Task description: Determine how many lines in the entries below include "wooden". The reply should be that number and nothing else.

Available data section start

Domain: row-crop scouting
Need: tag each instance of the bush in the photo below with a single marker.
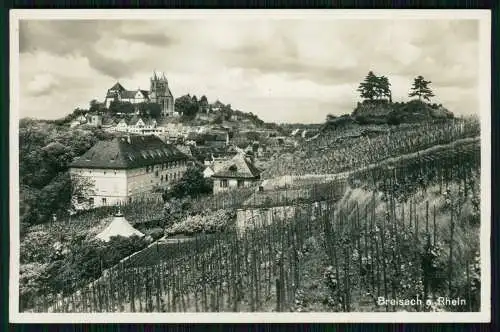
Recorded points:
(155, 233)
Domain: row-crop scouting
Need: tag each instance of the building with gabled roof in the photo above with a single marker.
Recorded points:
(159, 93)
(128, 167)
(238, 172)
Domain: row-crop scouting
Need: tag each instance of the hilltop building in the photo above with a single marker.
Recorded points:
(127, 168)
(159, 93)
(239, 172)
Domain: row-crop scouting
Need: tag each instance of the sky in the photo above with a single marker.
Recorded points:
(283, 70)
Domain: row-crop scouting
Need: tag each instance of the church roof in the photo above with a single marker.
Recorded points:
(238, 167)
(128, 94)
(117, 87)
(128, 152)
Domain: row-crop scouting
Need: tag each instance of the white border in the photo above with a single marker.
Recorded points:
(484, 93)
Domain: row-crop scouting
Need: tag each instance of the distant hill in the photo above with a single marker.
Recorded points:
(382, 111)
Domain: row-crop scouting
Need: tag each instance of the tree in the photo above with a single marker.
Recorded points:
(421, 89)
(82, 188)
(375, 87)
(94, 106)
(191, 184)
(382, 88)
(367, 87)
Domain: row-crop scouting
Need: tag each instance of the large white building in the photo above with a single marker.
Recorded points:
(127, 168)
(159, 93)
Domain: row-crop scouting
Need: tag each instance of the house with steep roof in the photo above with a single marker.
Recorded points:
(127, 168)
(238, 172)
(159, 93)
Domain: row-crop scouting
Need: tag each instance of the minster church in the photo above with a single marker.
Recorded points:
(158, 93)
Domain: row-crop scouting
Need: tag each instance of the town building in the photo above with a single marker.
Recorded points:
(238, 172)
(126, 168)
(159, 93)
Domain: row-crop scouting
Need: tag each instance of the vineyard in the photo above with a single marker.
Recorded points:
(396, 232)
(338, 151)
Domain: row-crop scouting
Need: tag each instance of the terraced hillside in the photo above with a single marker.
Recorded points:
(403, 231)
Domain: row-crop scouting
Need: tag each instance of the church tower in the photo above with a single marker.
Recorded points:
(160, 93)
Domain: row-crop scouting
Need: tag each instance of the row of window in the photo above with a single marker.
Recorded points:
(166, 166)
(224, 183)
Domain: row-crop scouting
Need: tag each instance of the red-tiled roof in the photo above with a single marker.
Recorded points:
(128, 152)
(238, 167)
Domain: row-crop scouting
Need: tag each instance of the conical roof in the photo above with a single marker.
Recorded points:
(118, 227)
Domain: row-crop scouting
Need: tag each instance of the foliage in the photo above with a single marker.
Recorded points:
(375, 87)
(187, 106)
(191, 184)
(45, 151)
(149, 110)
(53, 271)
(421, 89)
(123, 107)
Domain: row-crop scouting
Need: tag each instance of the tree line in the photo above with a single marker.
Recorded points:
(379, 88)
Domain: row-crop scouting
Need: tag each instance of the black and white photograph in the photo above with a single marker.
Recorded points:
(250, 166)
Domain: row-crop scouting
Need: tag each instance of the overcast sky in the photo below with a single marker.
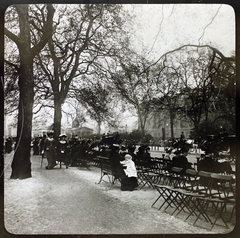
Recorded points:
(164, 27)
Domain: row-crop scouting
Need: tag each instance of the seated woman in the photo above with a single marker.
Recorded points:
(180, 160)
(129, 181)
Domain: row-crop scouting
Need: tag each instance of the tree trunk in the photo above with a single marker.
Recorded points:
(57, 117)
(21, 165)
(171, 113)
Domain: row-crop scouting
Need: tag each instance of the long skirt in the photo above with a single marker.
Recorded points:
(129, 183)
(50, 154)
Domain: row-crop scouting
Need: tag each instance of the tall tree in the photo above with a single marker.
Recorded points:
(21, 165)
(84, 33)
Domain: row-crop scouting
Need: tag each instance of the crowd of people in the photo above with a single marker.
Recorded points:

Available data section end
Available data section start

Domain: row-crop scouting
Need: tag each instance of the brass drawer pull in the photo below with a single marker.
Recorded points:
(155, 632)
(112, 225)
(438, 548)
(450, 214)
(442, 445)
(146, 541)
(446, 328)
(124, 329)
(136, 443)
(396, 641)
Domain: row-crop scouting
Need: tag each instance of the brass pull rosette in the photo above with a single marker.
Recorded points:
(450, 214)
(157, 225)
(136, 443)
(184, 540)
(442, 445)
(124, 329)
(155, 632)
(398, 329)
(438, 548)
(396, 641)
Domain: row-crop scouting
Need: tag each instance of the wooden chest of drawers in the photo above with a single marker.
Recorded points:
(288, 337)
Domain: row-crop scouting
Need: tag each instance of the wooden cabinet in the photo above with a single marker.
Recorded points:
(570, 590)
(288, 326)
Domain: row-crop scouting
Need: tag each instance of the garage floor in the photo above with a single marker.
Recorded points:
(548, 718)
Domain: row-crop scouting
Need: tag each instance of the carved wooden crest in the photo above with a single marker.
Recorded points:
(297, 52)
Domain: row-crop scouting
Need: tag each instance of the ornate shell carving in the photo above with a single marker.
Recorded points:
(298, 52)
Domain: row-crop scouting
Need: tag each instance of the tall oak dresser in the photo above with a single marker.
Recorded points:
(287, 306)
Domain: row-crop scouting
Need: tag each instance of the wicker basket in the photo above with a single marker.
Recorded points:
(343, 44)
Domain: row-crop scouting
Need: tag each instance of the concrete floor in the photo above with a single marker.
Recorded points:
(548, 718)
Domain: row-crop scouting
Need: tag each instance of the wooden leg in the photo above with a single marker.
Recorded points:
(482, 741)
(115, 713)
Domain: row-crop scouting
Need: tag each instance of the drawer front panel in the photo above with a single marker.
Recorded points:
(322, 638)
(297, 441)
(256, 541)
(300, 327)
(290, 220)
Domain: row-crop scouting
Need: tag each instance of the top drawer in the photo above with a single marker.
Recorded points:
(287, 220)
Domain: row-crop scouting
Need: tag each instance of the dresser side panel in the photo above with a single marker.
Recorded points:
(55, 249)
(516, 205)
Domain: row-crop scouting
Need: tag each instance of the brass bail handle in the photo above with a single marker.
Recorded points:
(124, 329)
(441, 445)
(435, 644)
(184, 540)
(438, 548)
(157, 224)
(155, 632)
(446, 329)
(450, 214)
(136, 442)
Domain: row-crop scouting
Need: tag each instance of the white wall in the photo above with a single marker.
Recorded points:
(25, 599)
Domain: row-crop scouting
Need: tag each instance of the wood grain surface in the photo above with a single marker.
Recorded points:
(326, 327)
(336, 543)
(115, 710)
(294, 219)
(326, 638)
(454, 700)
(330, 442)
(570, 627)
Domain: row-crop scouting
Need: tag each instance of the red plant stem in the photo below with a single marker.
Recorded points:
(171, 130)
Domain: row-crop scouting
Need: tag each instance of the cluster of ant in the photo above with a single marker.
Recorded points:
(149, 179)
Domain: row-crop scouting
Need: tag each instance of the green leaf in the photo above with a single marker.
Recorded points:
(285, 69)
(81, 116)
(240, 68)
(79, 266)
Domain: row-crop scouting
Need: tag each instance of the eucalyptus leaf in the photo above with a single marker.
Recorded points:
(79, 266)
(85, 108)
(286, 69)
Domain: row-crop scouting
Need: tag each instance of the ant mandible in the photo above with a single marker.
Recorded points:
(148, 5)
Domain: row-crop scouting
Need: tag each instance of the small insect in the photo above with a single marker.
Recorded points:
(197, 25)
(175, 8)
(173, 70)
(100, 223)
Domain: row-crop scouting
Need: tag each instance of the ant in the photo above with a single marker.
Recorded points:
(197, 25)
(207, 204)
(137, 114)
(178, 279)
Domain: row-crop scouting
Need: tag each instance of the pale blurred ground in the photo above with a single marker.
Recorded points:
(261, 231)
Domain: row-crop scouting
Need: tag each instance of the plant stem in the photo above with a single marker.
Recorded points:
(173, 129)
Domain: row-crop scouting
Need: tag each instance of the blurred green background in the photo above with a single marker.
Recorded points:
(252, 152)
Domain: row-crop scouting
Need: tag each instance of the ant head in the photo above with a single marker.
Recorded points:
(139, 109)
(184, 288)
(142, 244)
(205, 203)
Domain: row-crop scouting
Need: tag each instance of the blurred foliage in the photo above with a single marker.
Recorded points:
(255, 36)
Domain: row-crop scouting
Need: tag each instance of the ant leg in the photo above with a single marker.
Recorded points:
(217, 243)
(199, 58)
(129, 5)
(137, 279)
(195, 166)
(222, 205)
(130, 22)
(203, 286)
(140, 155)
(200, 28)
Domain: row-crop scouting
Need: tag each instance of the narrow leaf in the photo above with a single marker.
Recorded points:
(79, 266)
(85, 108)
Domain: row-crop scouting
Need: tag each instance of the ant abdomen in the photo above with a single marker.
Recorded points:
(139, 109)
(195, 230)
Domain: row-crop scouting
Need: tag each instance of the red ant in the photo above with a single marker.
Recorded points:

Available data section end

Solution to this task: 4